WHAT YOU SHOULD DO:
All of the material should be reproduced exactly, with pictures left out.

Stored items:
--- BEGIN ---

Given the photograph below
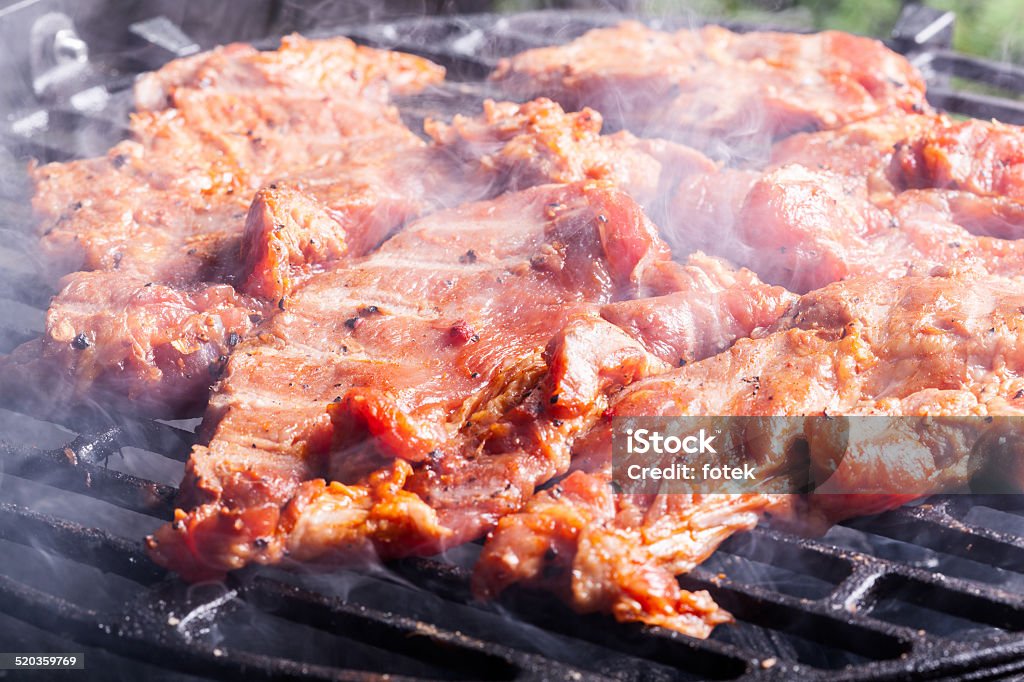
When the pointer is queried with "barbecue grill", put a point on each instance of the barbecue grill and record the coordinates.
(928, 591)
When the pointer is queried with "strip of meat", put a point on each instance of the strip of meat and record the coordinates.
(333, 66)
(160, 217)
(946, 344)
(404, 402)
(669, 84)
(682, 327)
(519, 145)
(604, 552)
(509, 146)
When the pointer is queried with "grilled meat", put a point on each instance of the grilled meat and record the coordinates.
(886, 197)
(435, 383)
(620, 554)
(352, 179)
(669, 84)
(159, 219)
(942, 345)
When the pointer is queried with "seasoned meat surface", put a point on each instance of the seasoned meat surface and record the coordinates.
(888, 197)
(406, 342)
(941, 345)
(436, 382)
(671, 84)
(345, 176)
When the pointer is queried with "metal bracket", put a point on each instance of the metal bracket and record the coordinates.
(58, 57)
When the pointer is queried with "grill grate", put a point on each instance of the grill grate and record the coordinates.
(926, 591)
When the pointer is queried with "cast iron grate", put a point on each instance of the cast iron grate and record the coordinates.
(926, 591)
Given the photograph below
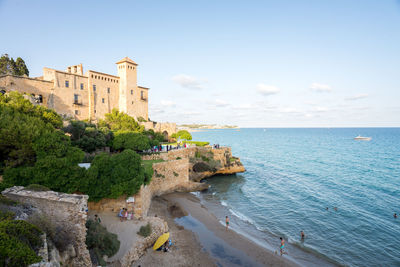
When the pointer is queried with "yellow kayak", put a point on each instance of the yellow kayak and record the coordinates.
(161, 240)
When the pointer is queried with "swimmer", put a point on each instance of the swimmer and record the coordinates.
(302, 235)
(282, 246)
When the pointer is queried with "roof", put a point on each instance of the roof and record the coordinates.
(126, 59)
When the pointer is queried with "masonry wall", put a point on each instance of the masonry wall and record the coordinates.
(67, 211)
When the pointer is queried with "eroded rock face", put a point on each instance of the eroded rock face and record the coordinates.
(66, 211)
(158, 227)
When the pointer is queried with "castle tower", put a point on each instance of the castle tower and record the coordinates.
(127, 72)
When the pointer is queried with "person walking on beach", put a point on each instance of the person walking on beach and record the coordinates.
(282, 246)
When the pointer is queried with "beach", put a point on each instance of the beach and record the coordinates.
(227, 248)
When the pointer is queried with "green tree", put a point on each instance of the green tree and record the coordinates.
(131, 140)
(111, 176)
(87, 136)
(19, 243)
(120, 121)
(20, 67)
(11, 67)
(183, 134)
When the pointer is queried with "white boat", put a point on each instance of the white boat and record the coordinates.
(362, 138)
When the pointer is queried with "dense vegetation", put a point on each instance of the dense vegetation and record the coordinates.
(35, 150)
(19, 242)
(100, 242)
(9, 66)
(182, 134)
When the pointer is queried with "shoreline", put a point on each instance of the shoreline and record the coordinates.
(260, 256)
(192, 248)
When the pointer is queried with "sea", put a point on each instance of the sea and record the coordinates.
(341, 192)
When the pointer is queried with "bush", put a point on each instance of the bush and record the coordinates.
(120, 121)
(111, 176)
(37, 187)
(145, 231)
(131, 140)
(6, 215)
(100, 242)
(7, 201)
(19, 243)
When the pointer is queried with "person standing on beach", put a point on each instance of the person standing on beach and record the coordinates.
(282, 246)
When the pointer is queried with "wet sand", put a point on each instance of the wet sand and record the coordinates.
(201, 240)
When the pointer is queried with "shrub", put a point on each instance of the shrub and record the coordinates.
(7, 201)
(111, 176)
(183, 134)
(37, 187)
(101, 242)
(19, 243)
(145, 231)
(131, 140)
(6, 215)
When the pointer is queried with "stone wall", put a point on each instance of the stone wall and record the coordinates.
(169, 176)
(165, 128)
(67, 211)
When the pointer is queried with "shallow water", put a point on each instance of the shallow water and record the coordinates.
(293, 175)
(222, 252)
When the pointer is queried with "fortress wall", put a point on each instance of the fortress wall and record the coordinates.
(28, 86)
(67, 211)
(111, 100)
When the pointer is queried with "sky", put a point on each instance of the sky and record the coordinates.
(311, 63)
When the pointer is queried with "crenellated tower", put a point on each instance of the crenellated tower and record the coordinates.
(127, 72)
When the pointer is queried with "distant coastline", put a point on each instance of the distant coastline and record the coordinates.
(195, 127)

--- END ---

WRITTEN SOLUTION:
Given the photograph below
When the pointer is queried with "barbecue grill", put a point on each instance of the barbecue grill and record the coordinates.
(928, 591)
When the pointer is queried with "strip of meat", put a point on each instance of the strip of meat and record the coordinates.
(333, 66)
(160, 217)
(946, 344)
(404, 402)
(669, 84)
(682, 327)
(519, 145)
(604, 552)
(509, 146)
When the pointer is queried with "grilled meat", put a point on each instance of the grilled meat and record the coordinates.
(886, 197)
(435, 383)
(620, 554)
(352, 179)
(669, 84)
(159, 219)
(942, 345)
When the pointer is queried with "seasoned meat surface", put a point on each instance of the seasoned meat surface and record the coordinates.
(888, 197)
(406, 342)
(941, 345)
(436, 382)
(671, 84)
(345, 176)
When the pointer is queried with "metal bracket", put a point on each instance of the metal bracket and record the coordinates.
(58, 57)
When the pointer is queried with "grill grate", put a point on each instance of the grill grate and record the coordinates.
(926, 591)
When the pointer is queried with "cast iron grate", put a point on each instance of the cast iron grate and record the coordinates.
(926, 591)
Given the photograph below
When the pointer is queried with "yellow kayak", put a point on each instance of the yellow kayak and record the coordinates.
(161, 240)
When the pointer is queried with "swimmer", put a point on each instance of the swimmer and record the coordinates.
(302, 235)
(282, 246)
When the pointer is queried with "roof", put a point on each instance of the roof and record the coordinates.
(126, 59)
When the pointer is queried with "masonry wall", put a point on each instance of the masonry wall and record the coordinates.
(67, 211)
When the pointer is queried with "eroded rock face", put a point on each instance of the eroded rock face and record the coordinates.
(66, 211)
(158, 227)
When the pointer is queried with "castle tower", put a point on each instance of the castle tower and record the coordinates.
(127, 72)
When the pointer is queried with "person walking on beach", put a point on each instance of the person walking on beach and record the coordinates.
(282, 246)
When the pointer is queried with "beach", put a point on each instance of the beach and record the coordinates.
(227, 248)
When the pointer is queried with "green tree", put a point on each instance of the green tree and record the coordinates.
(131, 140)
(111, 176)
(87, 136)
(19, 243)
(120, 121)
(20, 67)
(11, 67)
(183, 134)
When the pointer is queried with "white boat", put a point on each instance of the white boat and record the coordinates.
(362, 138)
When the pointer is queried with "dense vegetation", put a point on each instance of the dense vegetation and record the coordinates.
(35, 150)
(19, 242)
(100, 242)
(9, 66)
(182, 134)
When the pointer is queried with "shoreline", put a point on each instance of the shoreline and record the coordinates.
(260, 256)
(192, 248)
When the pointer is queried with "sea", put a point on each instance of the sea and record the coordinates.
(341, 192)
When the pointer is queried with "bush", put a point on each instance of the bush and record the coordinates.
(120, 121)
(111, 176)
(37, 187)
(145, 231)
(131, 140)
(6, 215)
(100, 242)
(7, 201)
(19, 243)
When the pointer is queried with "person standing on beach", put a point on each instance of the person standing on beach and record the coordinates.
(282, 246)
When the pointer is queried with "wet sand", put a point on each instance of the wet sand and record the coordinates.
(201, 240)
When the pointer is queried with "shrub", put a point on each instance of the shrub and record the coordinates.
(7, 201)
(111, 176)
(183, 134)
(37, 187)
(101, 242)
(19, 243)
(145, 231)
(131, 140)
(6, 215)
When the pointer is queried with "stone wall", put a point on each instance of the stone wall and record the coordinates.
(169, 176)
(165, 128)
(67, 211)
When the pointer is queried with "shallow water", put a point on each instance of the shallow water and record the coordinates.
(293, 175)
(222, 252)
When the pointer is queried with "fortress wall", put a point on each instance of the fortress wall and record the coordinates.
(28, 86)
(67, 211)
(111, 100)
When the pointer is queried with "sky", put a point on each instance of the sky and record the coordinates.
(311, 63)
When the pointer is queried with "crenellated tower", put a point on each instance of the crenellated tower and record the coordinates.
(127, 72)
When the pointer is queried with "distant coastline", put a point on each instance of the distant coastline and record the coordinates.
(195, 127)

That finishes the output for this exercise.